§ THE PROBLEM
Reproduce the stretch from the start of the records through the line containing "[[[74,283],[81,328],[157,315],[151,274],[77,276]]]", requests included, with every coordinate in the answers scaled by 1.2 and rounded to the nearest whole number, halves rounded up. Leave the numbers in the requests and their format specifications unchanged, and return only those lines.

§ THE DATA
:::::

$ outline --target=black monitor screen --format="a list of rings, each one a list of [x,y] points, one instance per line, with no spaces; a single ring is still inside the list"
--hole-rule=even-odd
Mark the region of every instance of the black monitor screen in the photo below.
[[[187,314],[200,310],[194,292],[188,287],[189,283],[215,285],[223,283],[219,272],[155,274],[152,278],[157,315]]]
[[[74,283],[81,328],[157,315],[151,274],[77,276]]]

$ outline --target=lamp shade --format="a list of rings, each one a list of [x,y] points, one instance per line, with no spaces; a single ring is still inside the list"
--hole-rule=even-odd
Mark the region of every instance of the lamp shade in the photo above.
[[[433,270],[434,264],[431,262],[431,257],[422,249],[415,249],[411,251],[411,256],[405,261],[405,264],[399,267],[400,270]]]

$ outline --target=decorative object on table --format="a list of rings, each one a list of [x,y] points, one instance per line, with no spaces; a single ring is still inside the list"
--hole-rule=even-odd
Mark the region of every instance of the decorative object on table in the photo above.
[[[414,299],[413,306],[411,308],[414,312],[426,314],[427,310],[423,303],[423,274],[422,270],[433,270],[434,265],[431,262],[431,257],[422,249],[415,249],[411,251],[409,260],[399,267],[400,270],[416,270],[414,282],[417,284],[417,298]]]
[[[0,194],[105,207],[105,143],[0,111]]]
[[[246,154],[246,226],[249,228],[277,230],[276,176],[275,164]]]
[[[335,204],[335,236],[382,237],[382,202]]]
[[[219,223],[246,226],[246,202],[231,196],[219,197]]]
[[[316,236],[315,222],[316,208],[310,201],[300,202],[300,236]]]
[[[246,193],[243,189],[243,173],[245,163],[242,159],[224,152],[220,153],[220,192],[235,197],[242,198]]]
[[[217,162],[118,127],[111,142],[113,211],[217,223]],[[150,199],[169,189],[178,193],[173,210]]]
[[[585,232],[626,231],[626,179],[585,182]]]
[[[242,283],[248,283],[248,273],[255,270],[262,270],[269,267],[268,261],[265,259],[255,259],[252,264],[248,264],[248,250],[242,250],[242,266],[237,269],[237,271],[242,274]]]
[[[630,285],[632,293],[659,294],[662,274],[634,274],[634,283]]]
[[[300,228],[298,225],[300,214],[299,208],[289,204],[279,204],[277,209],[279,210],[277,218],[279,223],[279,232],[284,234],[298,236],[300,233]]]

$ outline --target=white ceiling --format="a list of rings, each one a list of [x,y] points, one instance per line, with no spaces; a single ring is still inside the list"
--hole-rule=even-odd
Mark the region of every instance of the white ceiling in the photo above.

:::::

§ RESULT FOR THIS TASK
$ outline --target=black monitor screen --format="a list of rings, each one a list of [x,y] points, one instance per line, with no spaces; a single ring is still inside the list"
--hole-rule=even-odd
Mark the region of every instance of the black monitor screen in the photo below.
[[[224,377],[240,372],[233,350],[226,344],[227,340],[258,342],[268,340],[263,326],[186,329],[182,334],[188,378]]]
[[[89,340],[97,394],[188,378],[181,329],[92,331]]]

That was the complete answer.